— What you are asked to do —
Render everything from the line containing "skirt in this photo." down to the end of the listing, both ends included, as a JSON list of strings with one string per line and blank lines left out.

***

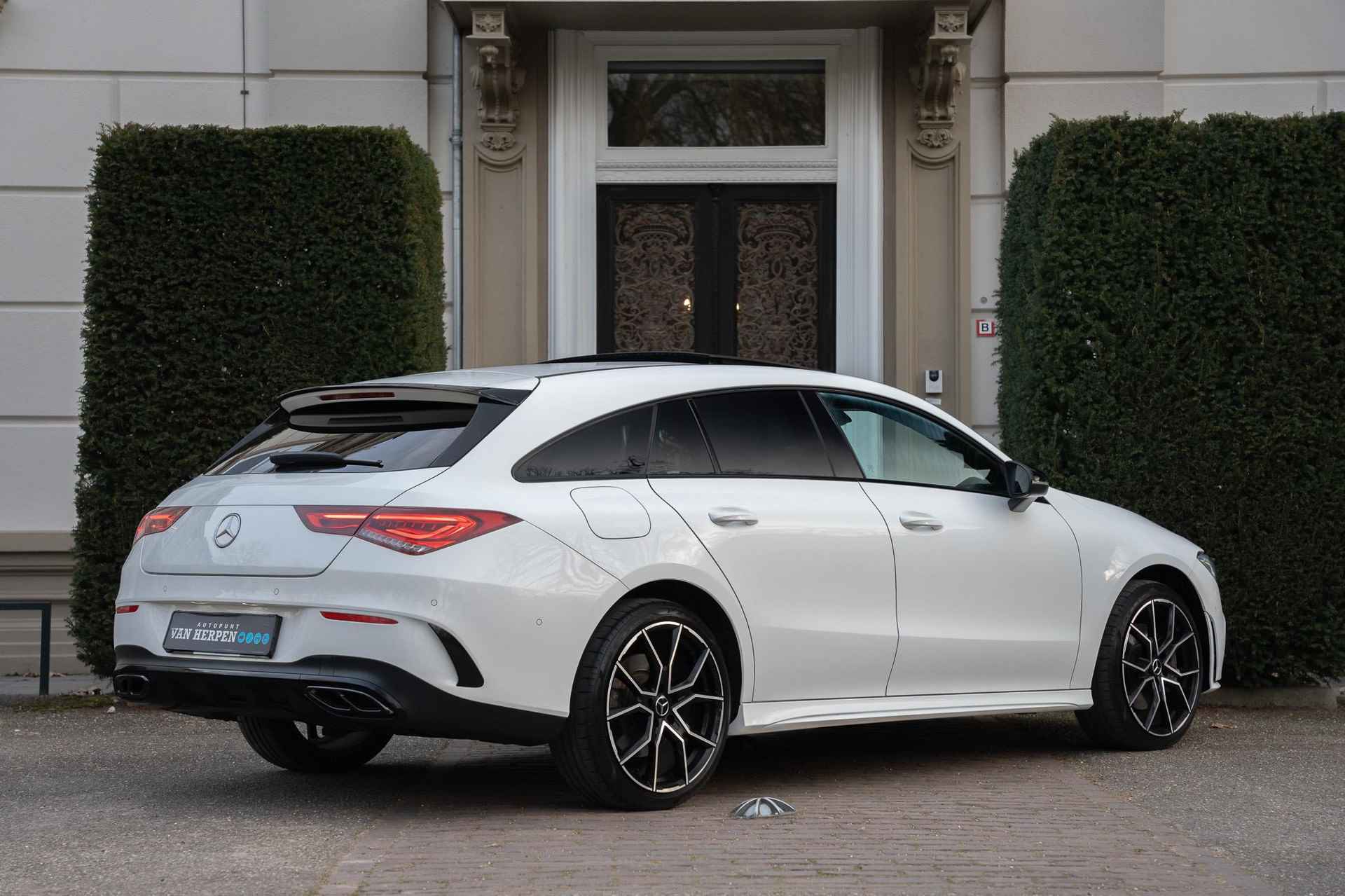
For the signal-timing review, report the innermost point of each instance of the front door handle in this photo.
(732, 517)
(920, 521)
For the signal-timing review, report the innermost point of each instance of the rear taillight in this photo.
(412, 530)
(419, 530)
(334, 521)
(158, 520)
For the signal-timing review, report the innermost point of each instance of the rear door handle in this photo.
(920, 521)
(732, 517)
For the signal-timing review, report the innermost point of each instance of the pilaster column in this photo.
(497, 78)
(504, 193)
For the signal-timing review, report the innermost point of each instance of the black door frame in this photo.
(716, 240)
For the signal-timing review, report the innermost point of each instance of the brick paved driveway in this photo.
(950, 806)
(144, 802)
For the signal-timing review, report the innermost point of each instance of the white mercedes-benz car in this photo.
(637, 558)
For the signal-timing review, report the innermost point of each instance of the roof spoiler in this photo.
(666, 357)
(311, 396)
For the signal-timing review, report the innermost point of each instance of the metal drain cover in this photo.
(763, 808)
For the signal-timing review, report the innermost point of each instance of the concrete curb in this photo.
(1273, 697)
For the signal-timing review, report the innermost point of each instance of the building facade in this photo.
(815, 182)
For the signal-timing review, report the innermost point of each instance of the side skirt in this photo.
(792, 715)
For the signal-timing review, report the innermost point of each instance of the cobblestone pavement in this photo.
(144, 802)
(949, 806)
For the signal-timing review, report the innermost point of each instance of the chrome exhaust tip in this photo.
(349, 701)
(131, 687)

***

— Solution for this task —
[
  "For the signal-timing review, report the innermost point of each instance of the side skirt in this photo.",
  "(792, 715)",
  "For the signal-timing review, report the innermost point of each instance of the cobblestone pavement in this photo.",
  "(144, 802)",
  "(949, 806)",
  "For the signal-timing review, report the innermost point of each instance of the chrome exhaust tip in this photo.",
  "(349, 701)",
  "(131, 687)"
]